What is needed
Write each entry down again precisely, skipping nothing.

- - - -

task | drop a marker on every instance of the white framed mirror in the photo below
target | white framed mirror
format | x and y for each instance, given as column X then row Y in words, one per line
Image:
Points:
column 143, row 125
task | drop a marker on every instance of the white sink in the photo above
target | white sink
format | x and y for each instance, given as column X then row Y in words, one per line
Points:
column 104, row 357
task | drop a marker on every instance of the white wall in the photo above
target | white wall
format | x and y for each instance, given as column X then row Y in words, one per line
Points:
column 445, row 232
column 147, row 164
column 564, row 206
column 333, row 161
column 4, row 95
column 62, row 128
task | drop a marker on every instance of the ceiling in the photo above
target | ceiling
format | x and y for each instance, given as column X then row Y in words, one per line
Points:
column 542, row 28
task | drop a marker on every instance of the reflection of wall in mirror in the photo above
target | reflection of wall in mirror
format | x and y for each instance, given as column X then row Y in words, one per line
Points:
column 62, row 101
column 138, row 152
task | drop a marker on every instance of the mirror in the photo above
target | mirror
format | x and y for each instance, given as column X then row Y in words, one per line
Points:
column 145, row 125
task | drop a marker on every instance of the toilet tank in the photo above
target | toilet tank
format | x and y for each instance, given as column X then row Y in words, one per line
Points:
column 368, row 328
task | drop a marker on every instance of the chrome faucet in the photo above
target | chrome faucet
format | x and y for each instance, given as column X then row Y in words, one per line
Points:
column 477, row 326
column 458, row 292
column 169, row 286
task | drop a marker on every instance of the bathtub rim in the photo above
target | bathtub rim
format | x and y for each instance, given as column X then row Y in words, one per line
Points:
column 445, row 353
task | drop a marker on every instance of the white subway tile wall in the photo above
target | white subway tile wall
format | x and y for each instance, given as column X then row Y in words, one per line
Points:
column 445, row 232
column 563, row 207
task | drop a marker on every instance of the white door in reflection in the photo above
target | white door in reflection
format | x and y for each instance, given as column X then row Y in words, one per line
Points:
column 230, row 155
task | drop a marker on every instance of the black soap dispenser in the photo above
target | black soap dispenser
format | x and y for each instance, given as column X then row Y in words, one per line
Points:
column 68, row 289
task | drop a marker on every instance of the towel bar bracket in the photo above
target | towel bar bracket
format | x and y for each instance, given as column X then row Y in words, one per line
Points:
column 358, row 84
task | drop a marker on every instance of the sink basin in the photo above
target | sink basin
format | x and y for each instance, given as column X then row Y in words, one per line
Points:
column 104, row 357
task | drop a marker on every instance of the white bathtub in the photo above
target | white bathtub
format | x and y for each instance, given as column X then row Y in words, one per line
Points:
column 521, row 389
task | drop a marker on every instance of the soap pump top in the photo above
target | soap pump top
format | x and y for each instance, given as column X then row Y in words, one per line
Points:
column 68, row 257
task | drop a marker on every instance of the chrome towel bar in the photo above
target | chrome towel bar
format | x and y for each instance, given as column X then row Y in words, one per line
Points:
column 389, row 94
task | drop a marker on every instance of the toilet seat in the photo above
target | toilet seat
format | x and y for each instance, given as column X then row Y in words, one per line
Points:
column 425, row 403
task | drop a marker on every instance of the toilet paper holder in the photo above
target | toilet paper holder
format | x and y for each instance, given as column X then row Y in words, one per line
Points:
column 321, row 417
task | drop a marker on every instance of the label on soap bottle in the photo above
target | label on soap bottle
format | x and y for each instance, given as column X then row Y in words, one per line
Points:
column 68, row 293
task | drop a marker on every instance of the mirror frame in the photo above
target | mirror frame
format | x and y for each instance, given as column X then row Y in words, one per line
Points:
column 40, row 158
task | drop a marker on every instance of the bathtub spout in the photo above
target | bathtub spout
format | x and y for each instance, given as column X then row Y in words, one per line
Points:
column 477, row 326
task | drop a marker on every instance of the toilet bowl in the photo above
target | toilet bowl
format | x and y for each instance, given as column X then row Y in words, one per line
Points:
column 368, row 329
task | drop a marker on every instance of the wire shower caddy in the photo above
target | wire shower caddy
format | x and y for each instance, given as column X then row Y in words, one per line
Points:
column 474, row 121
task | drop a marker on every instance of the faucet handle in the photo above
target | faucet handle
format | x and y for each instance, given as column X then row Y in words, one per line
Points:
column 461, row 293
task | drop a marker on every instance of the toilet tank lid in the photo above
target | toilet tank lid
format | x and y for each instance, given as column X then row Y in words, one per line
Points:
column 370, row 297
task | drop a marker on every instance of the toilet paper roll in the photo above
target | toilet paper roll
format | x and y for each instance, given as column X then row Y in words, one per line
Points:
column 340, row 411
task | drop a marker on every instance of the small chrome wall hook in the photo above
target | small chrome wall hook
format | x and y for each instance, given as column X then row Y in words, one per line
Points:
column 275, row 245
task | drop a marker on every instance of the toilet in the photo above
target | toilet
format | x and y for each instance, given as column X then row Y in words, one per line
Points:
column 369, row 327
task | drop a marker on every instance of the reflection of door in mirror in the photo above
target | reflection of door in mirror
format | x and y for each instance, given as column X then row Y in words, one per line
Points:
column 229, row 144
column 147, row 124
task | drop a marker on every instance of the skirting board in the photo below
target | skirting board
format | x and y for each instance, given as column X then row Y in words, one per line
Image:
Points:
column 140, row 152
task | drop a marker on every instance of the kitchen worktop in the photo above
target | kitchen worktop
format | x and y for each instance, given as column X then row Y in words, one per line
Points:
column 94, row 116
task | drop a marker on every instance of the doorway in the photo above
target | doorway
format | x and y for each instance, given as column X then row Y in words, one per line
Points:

- - - -

Task output
task | drop a marker on every instance of the white framed mirror in the photo below
target | white framed mirror
format | x and y for each instance, given as column X then row Y in words, one per line
Image:
Points:
column 143, row 125
task | drop a marker on every instance of the white sink in the photo above
target | white sink
format | x and y for each instance, given as column X then row Y in words, one per line
Points:
column 104, row 357
task | drop a marker on every instance of the white wall in the photo above
target | white wall
format | x and y for each instance, given as column X then row Y in words, one per line
Points:
column 445, row 232
column 147, row 164
column 564, row 206
column 333, row 161
column 4, row 95
column 62, row 128
task | drop a marker on every instance of the ceiling in the photo above
target | ceiling
format | x and y for each instance, given as column X then row Y in words, one per line
Points:
column 542, row 28
task | drop a marker on every instance of the reflection of wall in mirror in the photo above
target | reflection of wall in mirror
format | x and y for each instance, given as column X then row Y in words, one per line
Points:
column 62, row 101
column 138, row 152
task | drop a marker on every instance of the mirror in the photo above
target | mirror
format | x and y for each instance, given as column X then row Y in words, one per line
Points:
column 145, row 125
task | drop a marker on every instance of the toilet tank in the photo above
target | toilet tank
format | x and y for each instance, given as column X then row Y in words, one per line
Points:
column 368, row 328
task | drop a marker on every instance of the chrome faucet in the photo above
target | chrome faucet
format | x and y for each instance, given as column X then row Y in words, one per line
Points:
column 477, row 326
column 458, row 292
column 169, row 286
task | drop a marker on every instance of the bathtub rim in the photo above
target | bathtub rim
format | x and y for each instance, given as column X then row Y in words, one per line
Points:
column 445, row 353
task | drop a marker on every instance of the white subway tile wall in the photo above
target | white subway tile wall
format | x and y for each instance, given as column X then row Y in words, one per line
Points:
column 445, row 232
column 563, row 207
task | drop a marker on every instance of the white door in reflection in the photo above
target | white door in reflection
format | x and y for each instance, given as column X then row Y in words, one per line
Points:
column 230, row 155
task | drop a marker on every instance of the black soap dispenser in the photo above
target | black soap dispenser
format | x and y for each instance, given as column X then row Y in words, one per line
Points:
column 68, row 289
task | drop a marker on every instance of the towel bar bracket in the photo above
target | towel bar bracket
format | x and y for each instance, given as column X then row Y in words, one per line
Points:
column 358, row 84
task | drop a marker on every instance of the sink basin in the photo above
target | sink basin
format | x and y for each instance, given as column X then row Y in words, one per line
Points:
column 104, row 357
task | drop a marker on every instance of the white bathtub in the photo above
target | white bathtub
format | x and y for each instance, given as column X then row Y in words, one per line
Points:
column 521, row 389
task | drop a marker on every instance of the soap pump top in the photo above
target | soap pump top
format | x and y for each instance, given as column X then row Y in words, one per line
Points:
column 68, row 257
task | drop a marker on every instance of the chrome towel bar in the photo above
target | chrome towel bar
format | x and y for each instance, given as column X then row Y in words, one per line
Points:
column 389, row 94
task | drop a marker on every instance of the toilet seat in the photo above
target | toilet seat
format | x and y for each instance, given as column X then row Y in words, one per line
Points:
column 425, row 403
task | drop a marker on every instance of the toilet paper holder in the photo above
target | toilet paper holder
format | x and y for each instance, given as column X then row Y in words, one per line
Points:
column 321, row 417
task | drop a marker on every instance of the label on soap bottle in the photo above
target | label on soap bottle
format | x and y for each instance, given as column X then row Y in words, one per line
Points:
column 68, row 293
task | drop a marker on every instance of the mirror frame in the photo above
target | mirror frame
format | x and y for each instance, given as column X then row Y in words, one per line
Points:
column 40, row 158
task | drop a marker on every instance of the bathtub spout in the photo above
target | bathtub spout
format | x and y for each instance, given as column X then row Y in words, one per line
Points:
column 477, row 326
task | drop a marker on every instance of the toilet bowl in the photo above
target | toilet bowl
format | x and y for each instance, given as column X then row Y in words, one per line
Points:
column 368, row 329
task | drop a marker on every instance of the wire shower caddy in the photo above
target | wire shower caddy
format | x and y for each instance, given as column X then row Y in words, one per line
Points:
column 474, row 121
task | drop a marker on every instance of the faucet handle in the photo above
target | faucet handle
format | x and y for each instance, given as column X then row Y in words, one per line
Points:
column 461, row 293
task | drop a marker on every instance of the toilet tank lid in the photo above
target | toilet tank lid
format | x and y for each instance, given as column X then row Y in words, one per line
Points:
column 370, row 297
task | drop a marker on every instance of the toilet paper roll in the photo above
target | toilet paper roll
format | x and y for each instance, given as column X then row Y in words, one per line
Points:
column 340, row 411
task | drop a marker on every instance of the small chrome wall hook in the photo above
target | small chrome wall hook
format | x and y for each instance, given as column X then row Y in words, one per line
Points:
column 275, row 245
task | drop a marker on every instance of the toilet in the photo above
target | toilet
format | x and y for each instance, given as column X then row Y in words, one per line
Points:
column 369, row 327
task | drop a marker on every instance of the reflection of door in mirror in the photo above
target | reflection of door in mirror
format | x and y for each instance, given as column X then row Y in words, one per line
Points:
column 229, row 144
column 147, row 124
task | drop a marker on every instance of the skirting board in the photo below
target | skirting board
format | x and y for each instance, given as column X then row Y in words, one per line
Image:
Points:
column 140, row 152
task | drop a marker on every instance of the kitchen worktop in the photo above
target | kitchen worktop
format | x and y for each instance, given as column X then row Y in words, one per line
Points:
column 94, row 116
task | drop a marker on every instance of the doorway in the photo above
target | doorway
format | x and y for each instance, given as column X then row Y in words, one per line
Points:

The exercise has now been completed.